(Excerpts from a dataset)
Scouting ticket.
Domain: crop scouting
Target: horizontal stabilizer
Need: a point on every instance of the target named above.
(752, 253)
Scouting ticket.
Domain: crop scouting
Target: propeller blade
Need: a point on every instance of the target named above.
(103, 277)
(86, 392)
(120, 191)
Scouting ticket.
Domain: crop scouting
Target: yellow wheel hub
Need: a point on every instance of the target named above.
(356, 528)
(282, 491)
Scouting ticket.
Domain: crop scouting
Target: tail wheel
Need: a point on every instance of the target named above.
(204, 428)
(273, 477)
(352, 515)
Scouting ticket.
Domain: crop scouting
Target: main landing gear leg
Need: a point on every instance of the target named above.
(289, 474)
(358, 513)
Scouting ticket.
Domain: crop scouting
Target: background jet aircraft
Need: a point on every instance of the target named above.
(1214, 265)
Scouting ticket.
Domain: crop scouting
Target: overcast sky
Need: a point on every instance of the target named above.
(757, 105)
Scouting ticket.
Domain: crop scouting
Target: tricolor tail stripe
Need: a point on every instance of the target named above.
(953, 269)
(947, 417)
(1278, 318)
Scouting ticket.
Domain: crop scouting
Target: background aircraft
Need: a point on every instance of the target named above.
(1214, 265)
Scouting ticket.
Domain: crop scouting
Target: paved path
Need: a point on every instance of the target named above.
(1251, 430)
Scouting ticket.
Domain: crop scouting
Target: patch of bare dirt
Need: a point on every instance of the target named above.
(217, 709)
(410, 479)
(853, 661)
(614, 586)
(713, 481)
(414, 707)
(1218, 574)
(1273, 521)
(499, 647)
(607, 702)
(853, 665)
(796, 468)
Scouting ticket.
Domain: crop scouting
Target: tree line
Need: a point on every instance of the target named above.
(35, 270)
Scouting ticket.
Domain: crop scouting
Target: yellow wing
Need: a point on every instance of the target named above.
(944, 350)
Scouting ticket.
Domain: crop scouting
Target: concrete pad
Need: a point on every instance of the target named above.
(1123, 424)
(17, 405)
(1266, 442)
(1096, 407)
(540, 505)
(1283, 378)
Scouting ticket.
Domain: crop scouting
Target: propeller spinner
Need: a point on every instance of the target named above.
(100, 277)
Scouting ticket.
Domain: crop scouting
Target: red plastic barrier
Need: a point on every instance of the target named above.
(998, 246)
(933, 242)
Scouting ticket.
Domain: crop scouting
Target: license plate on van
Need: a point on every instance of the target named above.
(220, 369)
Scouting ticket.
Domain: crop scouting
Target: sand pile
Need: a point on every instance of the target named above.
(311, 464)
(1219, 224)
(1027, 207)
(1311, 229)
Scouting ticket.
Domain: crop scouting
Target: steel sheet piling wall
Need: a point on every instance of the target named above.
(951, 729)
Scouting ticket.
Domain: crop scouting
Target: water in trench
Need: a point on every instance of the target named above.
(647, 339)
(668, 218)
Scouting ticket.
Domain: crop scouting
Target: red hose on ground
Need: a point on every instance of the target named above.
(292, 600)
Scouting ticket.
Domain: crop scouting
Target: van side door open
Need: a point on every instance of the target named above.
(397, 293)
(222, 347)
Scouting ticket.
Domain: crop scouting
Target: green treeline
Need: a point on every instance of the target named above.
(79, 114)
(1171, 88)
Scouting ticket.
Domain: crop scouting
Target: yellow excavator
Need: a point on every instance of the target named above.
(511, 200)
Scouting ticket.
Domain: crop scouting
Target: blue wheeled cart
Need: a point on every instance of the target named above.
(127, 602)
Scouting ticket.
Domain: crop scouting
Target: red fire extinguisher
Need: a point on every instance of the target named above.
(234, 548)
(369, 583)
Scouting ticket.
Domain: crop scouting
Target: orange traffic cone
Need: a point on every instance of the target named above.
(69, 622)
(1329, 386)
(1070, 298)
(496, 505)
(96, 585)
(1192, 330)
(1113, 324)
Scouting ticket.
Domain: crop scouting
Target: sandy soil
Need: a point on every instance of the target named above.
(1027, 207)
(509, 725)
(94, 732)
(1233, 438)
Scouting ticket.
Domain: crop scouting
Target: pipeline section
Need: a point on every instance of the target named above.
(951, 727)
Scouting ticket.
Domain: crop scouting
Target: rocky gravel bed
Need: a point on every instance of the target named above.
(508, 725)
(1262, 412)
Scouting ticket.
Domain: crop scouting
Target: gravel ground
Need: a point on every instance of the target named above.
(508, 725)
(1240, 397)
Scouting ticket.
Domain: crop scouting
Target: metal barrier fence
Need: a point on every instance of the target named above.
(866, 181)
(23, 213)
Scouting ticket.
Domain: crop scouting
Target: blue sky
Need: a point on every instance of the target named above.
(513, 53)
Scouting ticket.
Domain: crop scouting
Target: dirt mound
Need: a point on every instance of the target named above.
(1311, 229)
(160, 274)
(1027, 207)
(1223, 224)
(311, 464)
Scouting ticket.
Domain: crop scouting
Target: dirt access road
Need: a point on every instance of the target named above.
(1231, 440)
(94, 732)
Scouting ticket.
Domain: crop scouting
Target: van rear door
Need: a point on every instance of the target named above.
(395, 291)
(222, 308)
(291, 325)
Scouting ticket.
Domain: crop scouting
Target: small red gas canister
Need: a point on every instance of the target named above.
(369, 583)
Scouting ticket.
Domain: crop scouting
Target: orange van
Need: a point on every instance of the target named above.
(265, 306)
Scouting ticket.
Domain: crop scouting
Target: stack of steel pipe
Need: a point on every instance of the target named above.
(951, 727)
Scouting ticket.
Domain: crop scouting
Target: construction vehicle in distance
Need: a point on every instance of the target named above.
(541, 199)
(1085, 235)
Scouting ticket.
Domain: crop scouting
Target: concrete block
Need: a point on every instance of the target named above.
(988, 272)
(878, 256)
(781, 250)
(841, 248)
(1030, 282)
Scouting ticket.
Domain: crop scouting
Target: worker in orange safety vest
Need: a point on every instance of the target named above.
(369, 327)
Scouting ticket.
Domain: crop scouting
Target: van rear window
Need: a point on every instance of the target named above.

◆ **What is expected**
Every line above that carries the string "steel" should be copied.

◆ **Expected output**
Target: steel sheet piling wall
Target: stack of steel pipe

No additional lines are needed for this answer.